As time passes, the life and works of David McComb only seem more remarkable. Prolific, distinctive, and startlingly assured, McComb conjured haunting, memorable lyrics and found riffs, hooks, bridges and choruses that fitted like melodic gloves. He had written hundreds of songs by the time of his tragic and early death, at 36 in 1999. We can only wonder at what might have been. Even now, his output is only surpassed by Paul Kelly and Nick Cave, two celebrated survivors of the same years of living dangerously.

The Friends of David McComb is a fine name for a terrific project.

Comprising fellow Triffids – his younger brother, Rob McComb, pedal steel wiz Graham Lee, and bassist Phil Kakulas- as well as Blackeyed Susans lead singer, Rob Snarski and guitarist JP Shilo, drummer Clare Moore (Moodists and Dave Graney Band) keyboard maestro Bruce Haymes and vocalist Alex Gow, their performance at RCC’s Level 5 is the first live outing of an album of Lost Songs released only this month.

→ **DATA EXCERPT**
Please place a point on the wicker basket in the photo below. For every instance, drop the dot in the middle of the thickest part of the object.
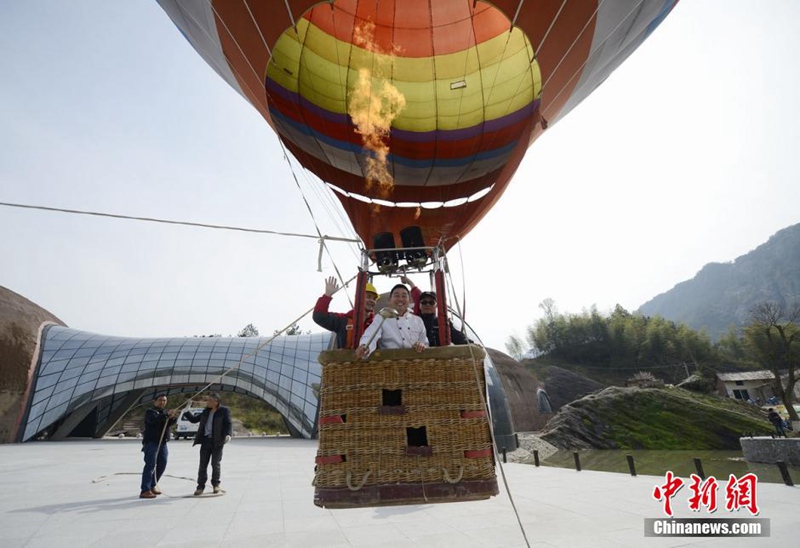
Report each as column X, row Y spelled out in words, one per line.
column 403, row 428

→ **INSTRUCTIONS**
A: List every band named in the David McComb piece.
B: Please extend the David McComb piece with a further paragraph that picks up after its last sentence.

→ **EXPECTED OUTPUTS**
A: The Triffids, the Blackeyed Susans, the Moodists, the Dave Graney Band

B:
Truckload of Sky is a collection of songs from the trove of McComb’s unreleased material. It is a rich find, and nothing like the usual bottom-drawer out-takes that get added to the legacy of many musicians. This is top-drawer stuff and, at last, we are getting to hear it.

On stage to sing the first cluster is Rob Snarski, said to be McComb’s favourite singer, for whom he wrote Ocean of You. Snarski’s fine baritone and phrasing captures it – “I’m out of my depth in an ocean of you.” Haymes’ piano tracks the vocal, along with Lee on pedal steel. Kiss Him (He’s History) is McComb at his ironic poignant best and Snarski delivers. These songs are like revelations, overdue to be heard.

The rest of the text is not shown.